SELECTED EXCERPT Block Start

Over past 8 weeks, have used (not necessarilly in combination, but apart of an overall cycle):

Norditropin Simplexx GH

JDLegend RIP210

JDLegend Winstrol

LyPO Labs DNP

LyPO Labs T3


----------



## Little stu (Oct 26, 2011)

Orbis lean gain and guna start sphinx test and tren soon


----------



## Slight of hand (Sep 30, 2008)

bail said:


> Never run primo how isit??


The best way to sum it up...as long as I can get this product I doubt I'll ever use anything else from now on.

Imagine Tren without the sides.

The elixir of juice

I run it at 200mg e3d

Bingo


----------



## bail (Mar 19, 2010)

Slight of hand said:


> The best way to sum it up...as long as I can get this product I doubt I'll ever use anything else from now on.
> 
> Imagine Tren without the sides.
> 
> ...


Sounds awesome,

200mg eod would be a fortune lol

In comparison to mast e??


----------



## robbie9219 (Apr 21, 2014)

Theorist said:


> Orbis - Tren Ace (400mg/week)
> 
> Cambridge Research - Test400 (400mg/week)


what do you make of the orbis tren ace? what doses are you running and how long before you were feeling a difference in the gym? if you dont mind?


----------



## skipper1987 (May 1, 2013)

Been using neuro pharma test e,tren e,cambridge research t400,zydex and blue hearts dbol, and some hombrew test e all doing what it should. Lol


----------



## Dead lee (Jul 4, 2010)

Currently using tom peptides ghrp 2, Mod grf 1-29, saizen pre mixed HGH & 1 zafa sus e10d

Next cycle will be Cambridge test P, mast P & s b labs winstrol (at the moment)


----------



## Taffy70 (May 1, 2012)

oregon sustanon great stuff


----------



## Suprakill4 (Jul 11, 2008)

Zafa sust, neuropharm tren ace and var.


----------



## Theorist (Jun 18, 2013)

robbie9219 said:


> what do you make of the orbis tren ace? what doses are you running and how long before you were feeling a difference in the gym? if you dont mind?


it was my first time using tren so i have nothing to compare it to, but i was happy with the results and would use it again. i had a nice recomp effect, my weight stayed about the same by the end but i gained size whilst cutting which explains that, my delts and traps got bigger as expected, the pumps were awesome looking so full with veins everywhere. sides were extremely mild occasionally i would sweat at night (and i mean very ocassionally maybe only 4-5 times the whole blast), my blood pressure was slightly raised but nothing too bad, the mental sides i enjoyed tbh lol

tren was ran at 400mg so 1ml eod with 250mg test for most of the cycle until i switched to 400mg Cambridge research t400 towards the end, really started feeling it around week 3-5 tbh even though it was ace


----------



## Pictor (Jan 10, 2011)

Rohm test hep

Wildcat tren e

Wildcat mast e

Dhacks var

Bayer Proviron

Dhacks T3

BSI Mtren

Also got 20 amps of Alpha Pharma Parabolin and 10 amps of Androxine to throw in towards the end of my cycle somewhere


----------



## robbie9219 (Apr 21, 2014)

SELECTED EXCERPT Block End
GIVEN MATERIAL Block Start

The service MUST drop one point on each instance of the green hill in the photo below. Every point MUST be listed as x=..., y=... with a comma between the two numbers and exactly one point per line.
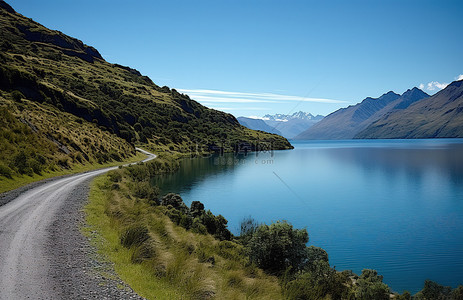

GIVEN MATERIAL Block End

**WORK TO BE COMPLETED**
Could you set down, word for word, the part of the forum thread above from "## Dead lee" up to and including "(at the moment)"?

**EXERCISE SOLUTION**
## Dead lee (Jul 4, 2010)

Currently using tom peptides ghrp 2, Mod grf 1-29, saizen pre mixed HGH & 1 zafa sus e10d

Next cycle will be Cambridge test P, mast P & s b labs winstrol (at the moment)